[PROBLEM STATEMENT] Rescale the listing from the line with "Annotation guideline — the target class is elderly" up to and including the line with "205;161;277;220": reproduce those lines in full, requests included, multiplying every box coordinate in the answers by 1.9 and rounding to whole numbers, with halves rounded up. Return only these lines.

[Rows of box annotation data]
——————

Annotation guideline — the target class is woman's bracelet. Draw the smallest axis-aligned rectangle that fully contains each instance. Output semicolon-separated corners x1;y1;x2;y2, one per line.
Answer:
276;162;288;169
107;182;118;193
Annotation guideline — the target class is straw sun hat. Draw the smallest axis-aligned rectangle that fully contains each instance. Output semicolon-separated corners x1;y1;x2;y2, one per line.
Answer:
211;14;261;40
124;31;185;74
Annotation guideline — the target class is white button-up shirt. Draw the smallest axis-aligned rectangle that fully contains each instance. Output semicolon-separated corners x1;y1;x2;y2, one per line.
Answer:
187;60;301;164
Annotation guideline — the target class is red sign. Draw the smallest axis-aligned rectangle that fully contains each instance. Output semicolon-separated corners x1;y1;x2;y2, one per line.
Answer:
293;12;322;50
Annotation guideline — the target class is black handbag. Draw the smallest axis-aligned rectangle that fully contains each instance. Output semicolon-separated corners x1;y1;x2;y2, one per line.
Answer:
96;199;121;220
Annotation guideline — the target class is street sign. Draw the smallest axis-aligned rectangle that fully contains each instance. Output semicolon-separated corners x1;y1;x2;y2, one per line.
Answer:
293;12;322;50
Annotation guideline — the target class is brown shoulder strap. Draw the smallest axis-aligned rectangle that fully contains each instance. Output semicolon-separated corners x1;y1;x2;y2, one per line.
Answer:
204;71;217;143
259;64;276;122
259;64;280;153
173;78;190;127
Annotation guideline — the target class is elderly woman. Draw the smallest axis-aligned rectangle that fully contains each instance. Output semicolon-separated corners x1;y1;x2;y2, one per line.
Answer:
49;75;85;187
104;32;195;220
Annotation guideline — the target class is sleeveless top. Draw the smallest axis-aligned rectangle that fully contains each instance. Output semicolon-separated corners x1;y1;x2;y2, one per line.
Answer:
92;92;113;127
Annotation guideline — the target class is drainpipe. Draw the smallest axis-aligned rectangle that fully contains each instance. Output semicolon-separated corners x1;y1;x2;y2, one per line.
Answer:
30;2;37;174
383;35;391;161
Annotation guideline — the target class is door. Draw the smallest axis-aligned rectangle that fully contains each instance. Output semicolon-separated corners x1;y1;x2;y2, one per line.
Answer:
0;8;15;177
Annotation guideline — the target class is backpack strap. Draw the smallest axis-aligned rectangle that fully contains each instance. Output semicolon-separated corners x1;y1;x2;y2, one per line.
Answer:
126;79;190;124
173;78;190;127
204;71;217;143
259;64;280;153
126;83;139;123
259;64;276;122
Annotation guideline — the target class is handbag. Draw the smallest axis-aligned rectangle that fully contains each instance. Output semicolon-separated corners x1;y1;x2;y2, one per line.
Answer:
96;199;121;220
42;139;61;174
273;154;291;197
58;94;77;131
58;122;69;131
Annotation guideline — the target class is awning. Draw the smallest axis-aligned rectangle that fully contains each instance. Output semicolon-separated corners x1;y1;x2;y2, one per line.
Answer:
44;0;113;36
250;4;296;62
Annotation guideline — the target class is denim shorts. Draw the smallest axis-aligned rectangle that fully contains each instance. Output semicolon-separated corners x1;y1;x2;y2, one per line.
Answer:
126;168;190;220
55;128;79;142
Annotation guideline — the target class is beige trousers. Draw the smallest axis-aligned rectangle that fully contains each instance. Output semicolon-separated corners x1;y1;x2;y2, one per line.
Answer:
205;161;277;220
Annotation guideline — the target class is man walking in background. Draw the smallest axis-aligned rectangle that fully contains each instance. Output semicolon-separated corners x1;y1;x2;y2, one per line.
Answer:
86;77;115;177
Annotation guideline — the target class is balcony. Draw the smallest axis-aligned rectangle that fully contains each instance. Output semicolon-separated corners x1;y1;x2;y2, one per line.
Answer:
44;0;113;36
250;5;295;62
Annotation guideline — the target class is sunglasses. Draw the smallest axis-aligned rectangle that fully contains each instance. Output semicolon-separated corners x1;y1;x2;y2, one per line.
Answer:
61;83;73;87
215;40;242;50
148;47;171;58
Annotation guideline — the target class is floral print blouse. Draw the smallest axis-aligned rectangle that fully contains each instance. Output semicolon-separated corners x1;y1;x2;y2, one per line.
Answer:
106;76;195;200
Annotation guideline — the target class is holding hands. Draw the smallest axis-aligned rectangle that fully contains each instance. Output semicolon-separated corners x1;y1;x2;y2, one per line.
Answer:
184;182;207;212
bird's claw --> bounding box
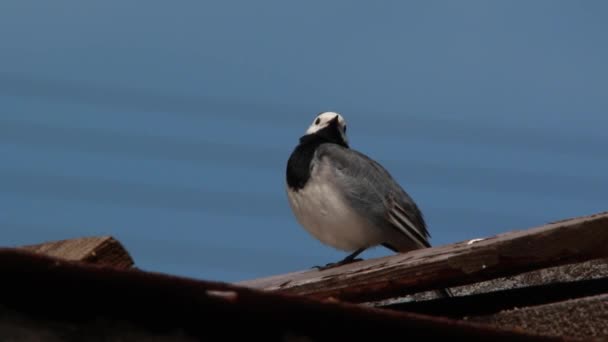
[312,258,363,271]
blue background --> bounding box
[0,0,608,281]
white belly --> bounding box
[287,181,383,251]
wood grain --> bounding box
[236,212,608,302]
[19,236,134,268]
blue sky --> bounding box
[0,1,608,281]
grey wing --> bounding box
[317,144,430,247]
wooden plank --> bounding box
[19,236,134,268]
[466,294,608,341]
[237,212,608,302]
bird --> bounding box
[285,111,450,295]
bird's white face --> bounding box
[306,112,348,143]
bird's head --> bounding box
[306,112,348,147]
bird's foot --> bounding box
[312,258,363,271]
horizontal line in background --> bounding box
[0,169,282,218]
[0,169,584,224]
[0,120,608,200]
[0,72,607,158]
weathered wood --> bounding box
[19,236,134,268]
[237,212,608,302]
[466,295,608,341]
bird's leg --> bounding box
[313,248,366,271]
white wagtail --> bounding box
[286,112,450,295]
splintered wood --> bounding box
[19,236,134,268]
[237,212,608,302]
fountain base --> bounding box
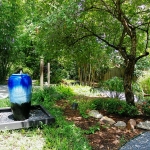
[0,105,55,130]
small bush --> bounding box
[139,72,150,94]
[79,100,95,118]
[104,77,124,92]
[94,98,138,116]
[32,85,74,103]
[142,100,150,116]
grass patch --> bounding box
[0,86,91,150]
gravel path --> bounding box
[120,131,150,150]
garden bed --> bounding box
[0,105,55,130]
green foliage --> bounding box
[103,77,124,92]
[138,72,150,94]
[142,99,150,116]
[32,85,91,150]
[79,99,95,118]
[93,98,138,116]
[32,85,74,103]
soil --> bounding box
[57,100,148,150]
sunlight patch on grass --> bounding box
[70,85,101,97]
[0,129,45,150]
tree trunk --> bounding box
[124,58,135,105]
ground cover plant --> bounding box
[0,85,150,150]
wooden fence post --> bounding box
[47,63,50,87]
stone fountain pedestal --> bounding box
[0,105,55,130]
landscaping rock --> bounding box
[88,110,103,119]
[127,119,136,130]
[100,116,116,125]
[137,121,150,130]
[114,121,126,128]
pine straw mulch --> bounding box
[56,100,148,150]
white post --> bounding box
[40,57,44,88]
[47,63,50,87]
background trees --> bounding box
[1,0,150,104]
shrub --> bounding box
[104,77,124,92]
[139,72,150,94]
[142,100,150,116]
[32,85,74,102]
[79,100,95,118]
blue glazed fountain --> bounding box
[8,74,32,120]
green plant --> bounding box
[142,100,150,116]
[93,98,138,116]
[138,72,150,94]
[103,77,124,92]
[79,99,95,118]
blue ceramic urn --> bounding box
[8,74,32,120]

——————

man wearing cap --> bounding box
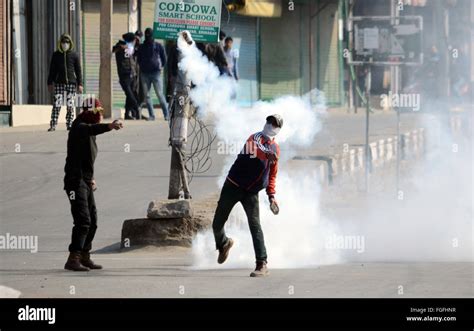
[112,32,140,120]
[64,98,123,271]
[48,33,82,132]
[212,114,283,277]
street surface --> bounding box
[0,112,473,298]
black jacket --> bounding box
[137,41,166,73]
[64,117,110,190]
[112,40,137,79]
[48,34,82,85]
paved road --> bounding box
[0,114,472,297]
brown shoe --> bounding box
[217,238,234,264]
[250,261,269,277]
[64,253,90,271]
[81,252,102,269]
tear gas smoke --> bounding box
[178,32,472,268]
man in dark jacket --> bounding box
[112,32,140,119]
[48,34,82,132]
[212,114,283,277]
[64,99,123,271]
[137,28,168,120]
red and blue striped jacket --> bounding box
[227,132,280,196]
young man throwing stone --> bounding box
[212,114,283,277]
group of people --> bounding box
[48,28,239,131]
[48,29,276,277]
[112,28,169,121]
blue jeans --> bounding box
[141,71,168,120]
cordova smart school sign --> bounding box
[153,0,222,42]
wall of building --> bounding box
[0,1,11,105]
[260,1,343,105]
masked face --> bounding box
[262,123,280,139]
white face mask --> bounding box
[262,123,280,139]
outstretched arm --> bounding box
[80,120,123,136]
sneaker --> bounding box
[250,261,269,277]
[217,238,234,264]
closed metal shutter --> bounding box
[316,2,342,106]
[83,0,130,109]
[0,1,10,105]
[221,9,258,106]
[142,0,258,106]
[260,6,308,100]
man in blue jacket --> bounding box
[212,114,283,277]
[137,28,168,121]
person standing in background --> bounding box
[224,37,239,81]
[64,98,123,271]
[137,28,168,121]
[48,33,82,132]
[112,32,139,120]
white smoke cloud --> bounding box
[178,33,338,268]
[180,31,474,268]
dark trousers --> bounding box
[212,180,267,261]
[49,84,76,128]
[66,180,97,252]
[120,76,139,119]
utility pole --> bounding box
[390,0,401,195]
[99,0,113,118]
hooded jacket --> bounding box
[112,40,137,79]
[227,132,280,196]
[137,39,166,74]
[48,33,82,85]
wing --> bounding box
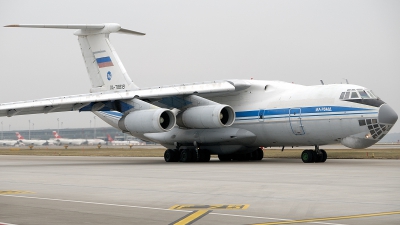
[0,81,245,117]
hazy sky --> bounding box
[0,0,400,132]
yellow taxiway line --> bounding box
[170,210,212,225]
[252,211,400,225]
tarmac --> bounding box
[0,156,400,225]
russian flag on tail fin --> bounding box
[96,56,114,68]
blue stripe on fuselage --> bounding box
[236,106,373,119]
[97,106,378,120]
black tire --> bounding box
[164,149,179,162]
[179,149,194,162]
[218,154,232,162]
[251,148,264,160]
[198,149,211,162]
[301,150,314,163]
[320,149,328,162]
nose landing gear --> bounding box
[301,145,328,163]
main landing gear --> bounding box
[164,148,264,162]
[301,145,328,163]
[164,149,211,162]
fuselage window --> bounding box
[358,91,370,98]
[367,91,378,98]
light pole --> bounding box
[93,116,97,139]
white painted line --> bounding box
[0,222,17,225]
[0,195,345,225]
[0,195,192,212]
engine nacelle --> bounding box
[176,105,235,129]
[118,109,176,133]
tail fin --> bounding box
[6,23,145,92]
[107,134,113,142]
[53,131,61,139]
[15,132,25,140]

——————

[RIGHT ANSWER]
Annotation guideline — the target class is elderly woman. Draw the smallest axis-aligned rectangle that fully contains each instance. Output semicolon-separated corners x1;y1;x2;y2, one per line.
Answer:
93;143;162;355
198;61;371;418
Annotation guideline — the target class is sleeveless top. Draw the smallest axis-aligned rectangle that fully contains each instance. Output semicolon-separated corners x1;y1;x2;y2, one per line.
Answer:
175;175;215;241
Annotation guideline — the target class is drainpipe. Draw the smallest axis-aligned rectangle that fully contains each instance. Output semicolon-separated corners x1;y1;x2;y2, one per line.
Answer:
57;4;70;331
728;67;743;306
Annotation guideline — the target class is door. Draw the smallest axis-aligned rectangle that fully contains each instance. Output semicolon-separated corners x1;y1;x2;y2, one per line.
Answer:
0;15;29;336
Annotation guideline — the target class is backpack strap. Draw the smallest axis-aligned rectangle that fully contains each instance. Output semicolon-separated corners x1;y1;x2;y2, one per line.
Answer:
239;150;361;236
329;148;361;241
388;135;412;272
492;122;532;291
239;158;264;234
492;122;524;232
Annotation guideline — the target class is handbag. Draw the smallest axis-aligned rectangle that fully contains each instance. Output semicolon-separated corners x1;y1;x2;y2, one per line.
Answer:
182;378;230;418
80;264;116;331
519;293;553;374
110;179;146;249
110;232;131;249
Annotation guideline — the target class is awning. Draw the smallest axis-aligned rectangle that fully contains each instance. Output semicolon-separated corners x1;y1;x2;y2, one per line.
Answer:
84;0;215;68
475;8;562;118
Annotation guideline — the target class is denim shorts. Draw the smallest axis-aligned rectangle that fully contains each instance. Output semicolon-separated corners x1;y1;x2;y2, one per line.
Answer:
239;319;361;418
105;243;150;270
Annotation guideline — the target class is beige trousers. Draw the smallest axis-aligned rectangle that fully contains each instance. Output semicolon-separated corners x1;y1;x2;y2, one per line.
Answer:
390;306;526;418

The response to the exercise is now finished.